TASK REQUIREMENTS:
Take each line of the listing that has the string "single" and report it.

══ EXERCISE MATERIALS ══

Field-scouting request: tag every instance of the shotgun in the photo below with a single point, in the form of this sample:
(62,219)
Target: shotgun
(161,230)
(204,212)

═══
══ EXERCISE MATERIALS ══

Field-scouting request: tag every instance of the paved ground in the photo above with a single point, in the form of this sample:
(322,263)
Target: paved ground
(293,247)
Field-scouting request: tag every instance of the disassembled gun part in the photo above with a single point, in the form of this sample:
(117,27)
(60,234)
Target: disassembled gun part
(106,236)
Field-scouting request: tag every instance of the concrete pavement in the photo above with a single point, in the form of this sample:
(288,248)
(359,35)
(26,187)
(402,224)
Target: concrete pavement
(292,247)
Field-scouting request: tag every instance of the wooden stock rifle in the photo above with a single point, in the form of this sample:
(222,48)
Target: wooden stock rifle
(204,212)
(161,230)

═══

SOLUTION TO THE PROBLEM:
Field-scouting request: tag every instance of the shotgun in the photo below with a single point, in the form of this sample:
Field-scouting request: tag every instance of the paved ground in the photo above with a single point, in the form of this sample:
Field-scouting request: tag every instance of the disassembled gun part in the photo above with a single point, in the form of this sample:
Field-scouting request: tag every instance of the concrete pavement in the photo above with a single point, in the form of this sample:
Field-scouting request: tag every instance of the wooden stock rifle in the photo above with a single point, in the form of this sample:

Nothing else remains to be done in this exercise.